КОРОТКАЯ ЗАДАЧА 1
Пожалуйста, обновите записи, начиная со строки с «Point out every instance of the leaning» и заканчивая концом записей: замените «dry golden grass» на «faded yellow grass», а всё прочее оставьте без изменений.

ИСТОЧНИК
Но именно этого-то баран и не мог выполнить. Именно «сословие» -то его и мучило, не потому, что ему худо было жить, а потому, что с тех пор, как он стал сны видеть, ему постоянно чуялось какое-то совсем другое «сословие».
Он не был в состоянии воспроизвести свои сны, но инстинкты его были настолько возбуждены, что, несмотря на неясность внутренней тревоги, поднявшейся в его существе, он уже не мог справиться с нею.
Тем не менее, с течением времени, тревоги его начали утихать, и он как будто даже остепенел. Но успокоение это не было последствием трезвого решения вступить на прежнюю баранью колею, а, напротив, скорее свидетельствовало об общем обессилении бараньего организма. Поэтому и пользы от него не вышло никакой.
Баран, – очевидно, с предвзятым намерением, – с утра до вечера спал, как будто искал обрести во сне те сладостные ощущения, в восстановлении которых отказывала ему бодрственная действительность…
В то же время он с каждым днем все больше и больше чах и хирел, и наконец сделался до того поразительно худ, что глупые овцы, завидев его, начинали чихать и насмешливо между собой перешептываться. И по мере того, как неразгаданный недуг овладевал им, лицо его становилось осмысленнее и осмысленнее. Овчары все до единого жалели о нем. Все знали, что он честный и добрый баран, и что ежели он не оправдал хозяйских надежд, то не по своей вине, а единственно потому, что его постигло какое-то глубокое несчастье, вовсе баранам не свойственное, но в то же время, – как многие инстинктивно догадывались, – делающее ему лично великую честь. – (Вероятно, умных баранов чествуют, так и у нас в людском «сословии», чествуют особо одаренных и умных, но по советам умных людей никто не поступает, а все советы умных людей перековеркают и употребят не по назначению).
Сам Иван Сазонович сочувственно относился к страданиям барана. Не раз овчар Никита намекал, что самая лучшая развязка в таком загадочном деле – нож, но Растаковский упорно отклонял это предложение.
– Плакали мои денежки, – говорил он, – но не затем я их платил, чтобы шкурой его воспользоваться. Пускай своей смертью умрет!
И вот вожделенный момент просияния наступил. Над полями мерцала теплая, облитая лунным светом, июньская ночь; тишина стояла кругом непробудная; не только люди притаились, но и вся природа как бы застыла в волшебном оцепенении.
В бараньем загоне все спало. Овцы, понурив головы, дремали около изгороди. Баран лежал одиноко, посередке загона. Вдруг он быстро и тревожно вскочил. Выпрямил ноги, вытянул шею, поднял голову кверху и всем телом дрогнул. В этом выжидающем положении, как бы прислушиваясь и всматриваясь, простоял он несколько минут, и затем сильное, потрясающее блеянье вырвалось из его груди…
Заслышав эти торжественно-агонизирующие звуки, овцы в испуге повскакали со своих мест и шарахнулись в сторону. Сторожевой пес тоже проснулся и с лаем бросился приводить в порядок всполошившееся стадо. Но баран уже не обращал внимания на происшедший переполох: он весь ушел в созерцание.

КОРОТКАЯ ЗАДАЧА 2
Назовите всех животных, которые упоминаются в отрывке о баране.

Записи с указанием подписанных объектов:
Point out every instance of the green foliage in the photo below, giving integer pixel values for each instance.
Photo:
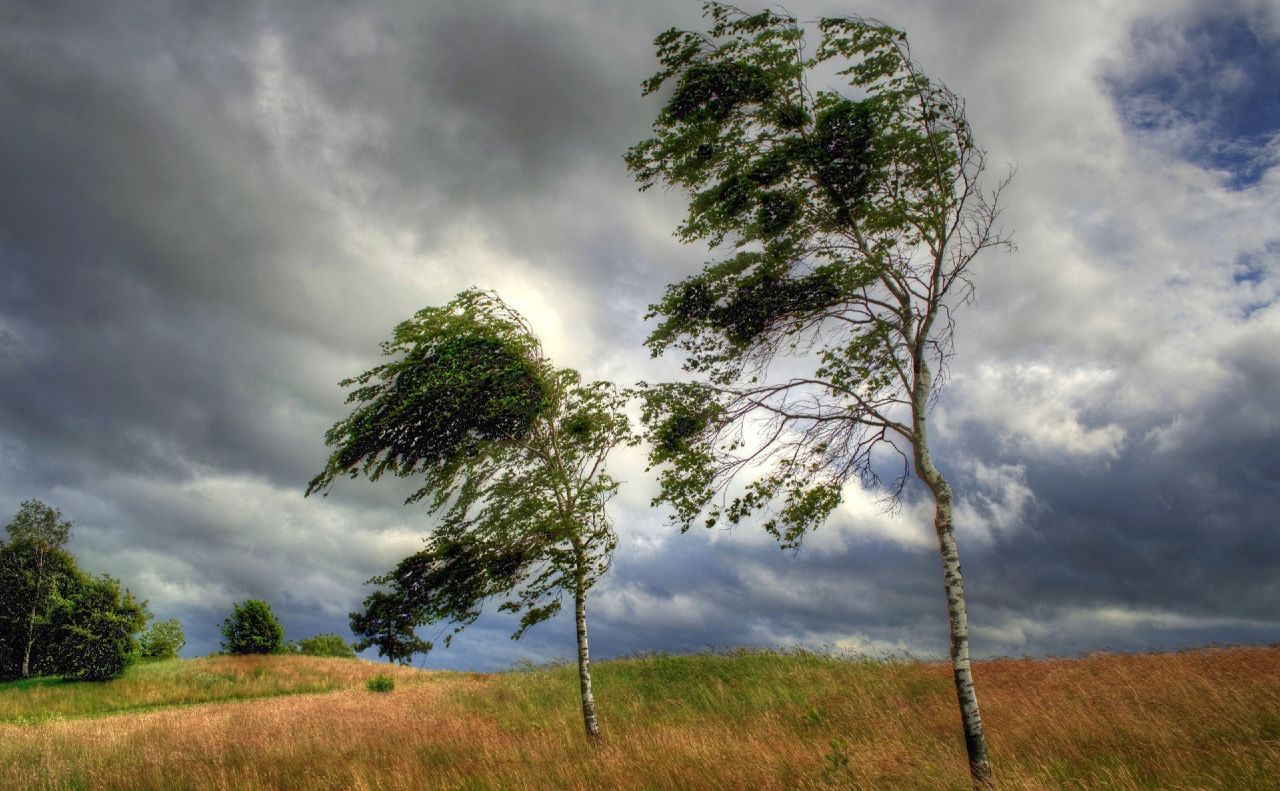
(382, 684)
(521, 495)
(96, 636)
(325, 645)
(163, 640)
(55, 620)
(252, 629)
(464, 378)
(39, 525)
(842, 223)
(388, 623)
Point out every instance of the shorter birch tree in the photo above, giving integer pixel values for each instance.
(512, 457)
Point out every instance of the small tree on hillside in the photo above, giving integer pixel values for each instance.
(252, 629)
(96, 634)
(325, 645)
(388, 622)
(848, 225)
(512, 453)
(163, 640)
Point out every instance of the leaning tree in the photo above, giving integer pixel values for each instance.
(511, 452)
(845, 222)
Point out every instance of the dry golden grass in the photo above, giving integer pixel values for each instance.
(1201, 719)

ВЕРНЫЙ ОТВЕТ 1
Point out every instance of the leaning tree in the photo above, giving integer pixel values for each instance.
(511, 452)
(845, 222)
Point out every instance of the faded yellow grass in the photo above, giving integer pixel values for each instance.
(1201, 719)

ВЕРНЫЙ ОТВЕТ 2
Баран, овцы, сторожевой пес.